Output the data below exactly, down to the last character.

Stored records

━━━

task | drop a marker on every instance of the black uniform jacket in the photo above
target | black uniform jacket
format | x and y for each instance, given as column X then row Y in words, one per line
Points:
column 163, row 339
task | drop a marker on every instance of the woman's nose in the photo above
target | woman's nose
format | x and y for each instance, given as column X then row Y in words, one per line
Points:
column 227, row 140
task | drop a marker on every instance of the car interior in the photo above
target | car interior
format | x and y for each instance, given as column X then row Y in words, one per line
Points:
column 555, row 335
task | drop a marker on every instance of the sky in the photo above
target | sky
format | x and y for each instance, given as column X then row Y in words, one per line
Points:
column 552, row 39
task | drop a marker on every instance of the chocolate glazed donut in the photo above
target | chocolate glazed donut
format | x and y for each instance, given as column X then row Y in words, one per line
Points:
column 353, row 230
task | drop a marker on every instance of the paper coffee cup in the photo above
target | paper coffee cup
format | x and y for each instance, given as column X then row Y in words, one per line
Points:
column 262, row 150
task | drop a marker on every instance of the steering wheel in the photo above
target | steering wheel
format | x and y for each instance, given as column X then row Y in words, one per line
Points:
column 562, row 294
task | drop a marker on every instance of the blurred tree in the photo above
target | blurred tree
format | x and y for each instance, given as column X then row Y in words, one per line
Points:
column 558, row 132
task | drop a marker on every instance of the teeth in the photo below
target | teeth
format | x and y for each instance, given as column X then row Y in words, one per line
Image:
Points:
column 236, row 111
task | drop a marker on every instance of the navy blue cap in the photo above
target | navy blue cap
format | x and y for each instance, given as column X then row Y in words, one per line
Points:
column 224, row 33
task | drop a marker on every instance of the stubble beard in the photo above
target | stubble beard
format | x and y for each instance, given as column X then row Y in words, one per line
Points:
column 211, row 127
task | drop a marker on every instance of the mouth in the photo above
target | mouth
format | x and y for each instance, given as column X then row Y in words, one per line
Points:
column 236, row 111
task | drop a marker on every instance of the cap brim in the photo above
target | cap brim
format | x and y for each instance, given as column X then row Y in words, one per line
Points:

━━━

- Final answer -
task | drop a marker on every instance of the black uniform jacket in the photo above
target | black uniform jacket
format | x and y for each instance, given as column X then row Y in words, one per line
Points:
column 163, row 339
task | drop a marker on every instance of the woman's nose in the photo above
target | woman's nose
format | x and y for each instance, given as column X then row Y in words, one per line
Points:
column 227, row 140
task | drop a marker on every instance of the car interior in the photo above
target | car interior
format | x and y for each instance, given as column X then row Y in words, one per line
Points:
column 555, row 335
task | drop a marker on every instance of the sky in the photo above
target | sky
format | x and y for each instance, given as column X then row Y in words, one per line
Points:
column 552, row 39
task | drop a marker on every instance of the chocolate glazed donut in the photo above
target | chocolate glazed donut
format | x and y for each instance, given as column X then row Y in words, one per line
Points:
column 353, row 230
task | drop a marker on every instance of the paper coffee cup in the photo above
target | paper coffee cup
format | x and y for each instance, given as column X then row Y in words, one per line
Points:
column 262, row 150
task | drop a marker on every instance of the steering wheel in the photo above
target | steering wheel
format | x and y for each instance, given as column X then row Y in words, one per line
Points:
column 562, row 294
task | drop a marker on every instance of the blurred tree in the photo above
target | blurred tree
format | x and y for each instance, given as column X then row Y in words, one per line
Points:
column 558, row 132
task | drop a marker on every instance of the teeth in the photo below
target | teeth
format | x and y for each instance, given as column X then row Y in words, one per line
Image:
Points:
column 236, row 111
task | drop a marker on every instance of the navy blue cap in the photo above
target | navy blue cap
format | x and y for each instance, given as column X then row Y in words, one per line
Points:
column 224, row 33
task | drop a marker on every instance of the stubble beard in the photo above
target | stubble beard
format | x and y for each instance, given as column X then row Y in words, one per line
Points:
column 211, row 127
task | drop a marker on every instance of the mouth in the photo above
target | mouth
format | x and y for each instance, given as column X then row Y in words, one per line
Points:
column 236, row 111
task | drop a marker on every instance of the cap brim in the photo above
target | cap brim
format | x and y for each instance, given as column X then row Y in words, one per line
Points:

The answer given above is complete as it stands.